→ **Exercise description**
Lay out every line of the entries below as a JSON list of strings, one string per line, with blank lines left out.

####################

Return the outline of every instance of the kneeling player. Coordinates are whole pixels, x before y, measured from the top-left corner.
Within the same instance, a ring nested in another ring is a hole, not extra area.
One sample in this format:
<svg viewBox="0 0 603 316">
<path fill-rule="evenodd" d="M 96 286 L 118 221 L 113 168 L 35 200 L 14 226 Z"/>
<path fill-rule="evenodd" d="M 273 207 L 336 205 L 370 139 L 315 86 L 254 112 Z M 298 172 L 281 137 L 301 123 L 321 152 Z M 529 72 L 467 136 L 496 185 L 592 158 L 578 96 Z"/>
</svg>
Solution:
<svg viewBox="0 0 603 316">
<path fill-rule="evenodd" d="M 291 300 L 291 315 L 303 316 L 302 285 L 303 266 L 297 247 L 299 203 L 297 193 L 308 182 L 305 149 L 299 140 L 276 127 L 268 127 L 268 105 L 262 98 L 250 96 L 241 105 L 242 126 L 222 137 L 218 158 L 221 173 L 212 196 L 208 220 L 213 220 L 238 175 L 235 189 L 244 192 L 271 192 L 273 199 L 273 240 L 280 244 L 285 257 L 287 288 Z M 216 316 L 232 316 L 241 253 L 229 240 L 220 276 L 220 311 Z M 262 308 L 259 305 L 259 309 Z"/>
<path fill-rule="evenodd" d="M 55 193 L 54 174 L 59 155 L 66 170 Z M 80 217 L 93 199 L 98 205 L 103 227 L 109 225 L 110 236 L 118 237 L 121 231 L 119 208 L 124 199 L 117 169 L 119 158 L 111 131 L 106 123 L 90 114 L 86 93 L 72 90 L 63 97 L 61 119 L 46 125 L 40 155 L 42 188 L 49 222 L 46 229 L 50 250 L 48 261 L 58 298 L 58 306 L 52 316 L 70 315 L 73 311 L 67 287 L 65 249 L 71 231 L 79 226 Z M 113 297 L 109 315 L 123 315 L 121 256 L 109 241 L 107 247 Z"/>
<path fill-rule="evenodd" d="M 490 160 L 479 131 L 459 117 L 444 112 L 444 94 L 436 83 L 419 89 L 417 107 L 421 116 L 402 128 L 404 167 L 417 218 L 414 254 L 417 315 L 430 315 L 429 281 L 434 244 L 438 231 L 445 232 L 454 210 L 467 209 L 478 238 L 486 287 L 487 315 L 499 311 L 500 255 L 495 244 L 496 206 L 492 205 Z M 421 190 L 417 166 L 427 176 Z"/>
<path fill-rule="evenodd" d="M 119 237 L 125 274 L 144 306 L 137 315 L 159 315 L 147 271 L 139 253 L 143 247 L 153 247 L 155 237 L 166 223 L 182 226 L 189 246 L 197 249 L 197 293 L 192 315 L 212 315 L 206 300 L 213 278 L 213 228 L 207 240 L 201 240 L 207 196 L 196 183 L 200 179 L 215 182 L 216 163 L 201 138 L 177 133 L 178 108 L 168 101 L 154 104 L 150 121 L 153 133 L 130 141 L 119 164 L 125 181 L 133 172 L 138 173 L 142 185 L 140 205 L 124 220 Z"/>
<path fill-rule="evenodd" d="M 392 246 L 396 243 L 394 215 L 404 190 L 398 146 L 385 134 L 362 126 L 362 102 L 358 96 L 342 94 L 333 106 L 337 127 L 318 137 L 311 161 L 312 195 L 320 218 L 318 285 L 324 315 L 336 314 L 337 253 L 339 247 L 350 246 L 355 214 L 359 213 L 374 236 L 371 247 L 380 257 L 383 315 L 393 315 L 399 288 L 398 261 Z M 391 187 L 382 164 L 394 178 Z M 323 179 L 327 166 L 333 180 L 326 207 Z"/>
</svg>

####################

→ **Full output**
[
  "Return the outline of every instance of the kneeling player. Coordinates are whole pixels, x before y, measured from the top-left corner.",
  "Within the same instance, a ring nested in another ring is a hole, not extra area.",
  "One sample in this format:",
  "<svg viewBox=\"0 0 603 316\">",
  "<path fill-rule=\"evenodd\" d=\"M 96 286 L 118 221 L 113 168 L 35 200 L 14 226 Z\"/>",
  "<path fill-rule=\"evenodd\" d=\"M 273 207 L 336 205 L 370 139 L 315 86 L 254 112 Z M 298 172 L 281 137 L 301 123 L 321 152 Z M 529 72 L 467 136 L 496 185 L 592 158 L 578 96 Z\"/>",
  "</svg>",
  "Solution:",
  "<svg viewBox=\"0 0 603 316\">",
  "<path fill-rule=\"evenodd\" d=\"M 291 300 L 291 315 L 303 316 L 302 285 L 303 266 L 297 247 L 299 203 L 297 193 L 308 182 L 305 149 L 299 140 L 276 127 L 268 127 L 268 105 L 262 98 L 250 96 L 241 105 L 242 126 L 222 137 L 218 158 L 221 173 L 212 196 L 208 220 L 213 220 L 238 175 L 235 189 L 244 192 L 271 192 L 273 199 L 273 240 L 280 244 L 285 257 L 287 288 Z M 216 316 L 232 316 L 241 253 L 229 240 L 220 276 L 220 311 Z M 262 308 L 259 305 L 259 309 Z\"/>",
  "<path fill-rule=\"evenodd\" d=\"M 55 193 L 54 174 L 59 155 L 66 170 Z M 80 217 L 93 199 L 98 205 L 103 227 L 109 225 L 110 236 L 118 237 L 121 231 L 119 208 L 124 199 L 117 169 L 119 158 L 111 131 L 106 123 L 90 114 L 86 93 L 72 90 L 63 97 L 61 119 L 46 125 L 40 155 L 42 188 L 49 222 L 46 229 L 50 250 L 48 261 L 58 298 L 58 306 L 52 316 L 70 315 L 73 311 L 67 287 L 65 249 L 71 231 L 79 226 Z M 113 297 L 109 315 L 123 315 L 121 256 L 109 241 L 107 247 Z\"/>",
  "<path fill-rule=\"evenodd\" d=\"M 490 160 L 479 131 L 459 117 L 444 112 L 444 94 L 436 83 L 419 89 L 417 107 L 421 116 L 402 128 L 404 167 L 417 218 L 414 254 L 417 315 L 430 315 L 429 281 L 434 244 L 438 231 L 445 232 L 454 210 L 467 209 L 478 238 L 486 287 L 487 315 L 499 311 L 500 255 L 495 244 L 496 206 L 492 205 Z M 421 190 L 417 166 L 427 176 Z\"/>",
  "<path fill-rule=\"evenodd\" d=\"M 119 237 L 125 274 L 144 306 L 137 315 L 159 315 L 147 271 L 139 253 L 143 247 L 153 247 L 155 237 L 166 223 L 182 226 L 189 246 L 197 249 L 197 293 L 192 315 L 212 315 L 206 300 L 213 278 L 213 228 L 207 240 L 201 240 L 207 196 L 196 183 L 200 179 L 215 182 L 216 163 L 201 138 L 177 133 L 178 108 L 168 101 L 154 104 L 150 121 L 153 133 L 130 141 L 119 164 L 125 181 L 133 172 L 138 173 L 142 185 L 140 205 L 124 220 Z\"/>",
  "<path fill-rule=\"evenodd\" d=\"M 392 246 L 396 243 L 394 215 L 404 190 L 398 146 L 385 134 L 362 126 L 362 102 L 358 96 L 342 94 L 333 106 L 337 127 L 318 137 L 311 161 L 312 195 L 320 218 L 318 285 L 324 315 L 336 314 L 337 253 L 339 247 L 350 246 L 355 214 L 359 213 L 374 236 L 371 247 L 380 257 L 383 315 L 393 315 L 399 288 L 398 261 Z M 391 187 L 382 164 L 394 178 Z M 323 179 L 327 166 L 333 180 L 326 207 Z\"/>",
  "</svg>"
]